**Records for this task**.
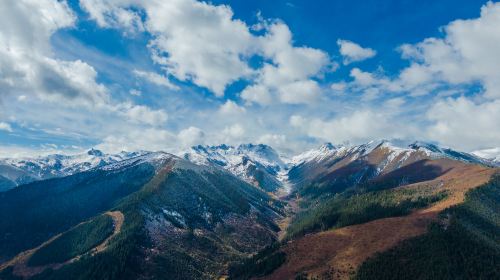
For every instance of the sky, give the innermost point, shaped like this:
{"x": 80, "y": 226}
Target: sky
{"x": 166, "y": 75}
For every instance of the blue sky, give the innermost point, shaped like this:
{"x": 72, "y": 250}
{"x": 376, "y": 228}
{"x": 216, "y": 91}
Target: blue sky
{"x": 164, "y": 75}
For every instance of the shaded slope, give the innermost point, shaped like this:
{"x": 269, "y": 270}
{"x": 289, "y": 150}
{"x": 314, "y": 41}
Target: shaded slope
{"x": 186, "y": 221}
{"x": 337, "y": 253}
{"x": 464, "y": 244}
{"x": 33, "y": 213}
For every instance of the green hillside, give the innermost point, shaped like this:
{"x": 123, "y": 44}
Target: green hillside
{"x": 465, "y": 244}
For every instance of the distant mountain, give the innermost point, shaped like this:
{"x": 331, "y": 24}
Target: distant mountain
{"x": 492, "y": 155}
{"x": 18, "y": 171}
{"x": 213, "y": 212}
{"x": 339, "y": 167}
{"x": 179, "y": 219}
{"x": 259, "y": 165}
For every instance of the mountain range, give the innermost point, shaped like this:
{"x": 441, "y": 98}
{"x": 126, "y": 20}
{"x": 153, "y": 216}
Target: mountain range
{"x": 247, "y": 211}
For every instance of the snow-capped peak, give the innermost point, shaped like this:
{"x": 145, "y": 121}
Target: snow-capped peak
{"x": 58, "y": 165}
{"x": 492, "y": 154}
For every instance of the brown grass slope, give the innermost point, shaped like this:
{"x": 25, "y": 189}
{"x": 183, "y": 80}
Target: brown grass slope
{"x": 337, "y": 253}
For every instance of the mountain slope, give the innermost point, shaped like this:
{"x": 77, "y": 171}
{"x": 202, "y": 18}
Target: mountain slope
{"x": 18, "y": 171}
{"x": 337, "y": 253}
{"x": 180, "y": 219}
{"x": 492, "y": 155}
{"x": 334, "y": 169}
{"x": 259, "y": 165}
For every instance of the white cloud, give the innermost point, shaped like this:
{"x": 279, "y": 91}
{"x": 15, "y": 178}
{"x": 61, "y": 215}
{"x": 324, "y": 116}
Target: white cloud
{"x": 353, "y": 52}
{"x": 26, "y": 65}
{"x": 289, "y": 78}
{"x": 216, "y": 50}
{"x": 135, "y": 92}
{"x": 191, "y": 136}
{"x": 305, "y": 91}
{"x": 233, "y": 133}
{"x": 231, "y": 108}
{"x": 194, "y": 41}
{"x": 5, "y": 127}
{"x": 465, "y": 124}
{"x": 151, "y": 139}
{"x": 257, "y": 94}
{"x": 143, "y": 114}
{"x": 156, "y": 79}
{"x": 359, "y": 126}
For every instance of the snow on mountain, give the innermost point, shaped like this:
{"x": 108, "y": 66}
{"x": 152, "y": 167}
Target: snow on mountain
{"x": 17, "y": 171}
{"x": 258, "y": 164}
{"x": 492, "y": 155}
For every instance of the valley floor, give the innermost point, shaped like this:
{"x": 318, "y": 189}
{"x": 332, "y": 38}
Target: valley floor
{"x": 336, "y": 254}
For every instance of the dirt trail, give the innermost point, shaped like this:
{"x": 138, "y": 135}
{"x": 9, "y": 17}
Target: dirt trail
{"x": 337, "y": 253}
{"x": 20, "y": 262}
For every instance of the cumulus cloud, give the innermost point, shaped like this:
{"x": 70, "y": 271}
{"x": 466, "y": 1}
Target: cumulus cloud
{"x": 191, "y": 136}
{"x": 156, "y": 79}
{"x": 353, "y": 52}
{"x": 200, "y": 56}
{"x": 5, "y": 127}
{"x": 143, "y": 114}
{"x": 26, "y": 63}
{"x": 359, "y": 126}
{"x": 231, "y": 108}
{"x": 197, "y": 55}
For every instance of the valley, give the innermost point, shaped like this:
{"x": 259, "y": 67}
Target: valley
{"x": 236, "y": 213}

--

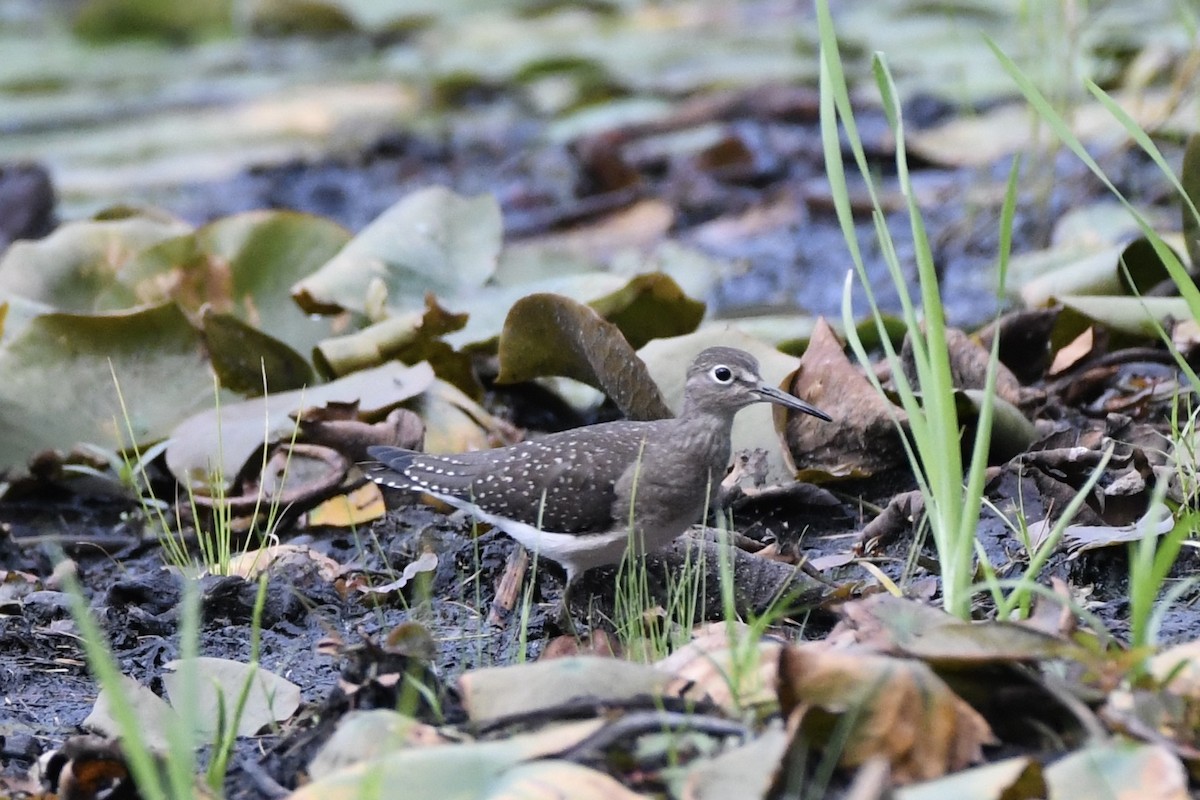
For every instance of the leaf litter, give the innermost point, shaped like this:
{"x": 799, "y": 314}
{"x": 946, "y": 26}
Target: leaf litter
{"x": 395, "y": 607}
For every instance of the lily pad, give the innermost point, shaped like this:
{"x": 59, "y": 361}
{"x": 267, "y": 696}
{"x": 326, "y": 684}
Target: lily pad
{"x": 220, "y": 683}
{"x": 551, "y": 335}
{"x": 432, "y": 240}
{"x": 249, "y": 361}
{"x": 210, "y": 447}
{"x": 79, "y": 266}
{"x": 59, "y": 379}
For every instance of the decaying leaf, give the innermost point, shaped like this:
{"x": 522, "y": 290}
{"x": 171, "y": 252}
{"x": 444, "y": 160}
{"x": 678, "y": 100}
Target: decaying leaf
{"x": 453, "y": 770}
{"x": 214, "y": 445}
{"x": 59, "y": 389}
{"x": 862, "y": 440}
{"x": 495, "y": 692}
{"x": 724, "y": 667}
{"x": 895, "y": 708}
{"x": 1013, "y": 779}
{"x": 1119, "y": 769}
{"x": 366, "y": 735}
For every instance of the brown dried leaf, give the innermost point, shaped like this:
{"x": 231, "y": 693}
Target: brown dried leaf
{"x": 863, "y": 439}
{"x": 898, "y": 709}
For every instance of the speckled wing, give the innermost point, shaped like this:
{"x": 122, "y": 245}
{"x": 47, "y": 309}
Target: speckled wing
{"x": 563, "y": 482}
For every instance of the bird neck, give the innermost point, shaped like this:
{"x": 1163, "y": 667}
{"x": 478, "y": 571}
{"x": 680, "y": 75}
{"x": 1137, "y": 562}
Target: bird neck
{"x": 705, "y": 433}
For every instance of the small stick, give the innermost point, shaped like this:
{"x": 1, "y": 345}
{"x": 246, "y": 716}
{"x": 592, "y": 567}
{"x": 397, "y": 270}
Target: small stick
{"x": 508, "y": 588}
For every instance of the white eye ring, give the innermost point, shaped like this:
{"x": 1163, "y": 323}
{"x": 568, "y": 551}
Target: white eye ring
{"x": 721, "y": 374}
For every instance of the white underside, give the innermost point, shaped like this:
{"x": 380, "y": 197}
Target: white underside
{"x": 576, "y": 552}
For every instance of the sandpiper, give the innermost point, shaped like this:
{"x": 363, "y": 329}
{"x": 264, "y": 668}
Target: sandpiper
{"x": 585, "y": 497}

...

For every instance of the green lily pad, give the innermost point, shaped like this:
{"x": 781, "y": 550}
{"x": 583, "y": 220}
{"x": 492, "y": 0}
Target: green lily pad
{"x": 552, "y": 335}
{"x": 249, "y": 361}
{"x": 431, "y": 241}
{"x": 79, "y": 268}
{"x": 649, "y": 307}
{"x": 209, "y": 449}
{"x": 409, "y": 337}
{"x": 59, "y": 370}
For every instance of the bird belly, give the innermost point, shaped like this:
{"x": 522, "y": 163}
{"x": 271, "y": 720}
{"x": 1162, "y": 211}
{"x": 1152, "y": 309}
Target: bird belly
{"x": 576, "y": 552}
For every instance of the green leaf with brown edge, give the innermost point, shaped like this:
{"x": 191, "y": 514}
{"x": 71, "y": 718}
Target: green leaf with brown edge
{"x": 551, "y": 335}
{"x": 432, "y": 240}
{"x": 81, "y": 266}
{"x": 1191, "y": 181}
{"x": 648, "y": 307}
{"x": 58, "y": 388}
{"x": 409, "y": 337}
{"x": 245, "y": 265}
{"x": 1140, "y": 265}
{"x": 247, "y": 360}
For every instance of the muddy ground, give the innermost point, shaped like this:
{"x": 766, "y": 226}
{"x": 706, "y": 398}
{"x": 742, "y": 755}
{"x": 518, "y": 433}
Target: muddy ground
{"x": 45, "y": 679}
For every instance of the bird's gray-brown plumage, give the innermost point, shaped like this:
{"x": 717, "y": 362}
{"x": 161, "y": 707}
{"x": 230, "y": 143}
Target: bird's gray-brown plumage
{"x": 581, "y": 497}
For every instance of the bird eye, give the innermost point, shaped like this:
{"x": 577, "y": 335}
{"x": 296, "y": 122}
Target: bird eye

**Task details**. Working from the data above, extract solely the lines from the one containing "For every instance of the mountain range, give" through the one containing "For every instance of the snow-capped", exactly as they appear, both included.

**Task output**.
For every instance of the mountain range, give the innermost point, shaped like this:
{"x": 441, "y": 98}
{"x": 126, "y": 20}
{"x": 153, "y": 216}
Target: mountain range
{"x": 247, "y": 211}
For every instance of the snow-capped peak, give the innermost point, shaped like this:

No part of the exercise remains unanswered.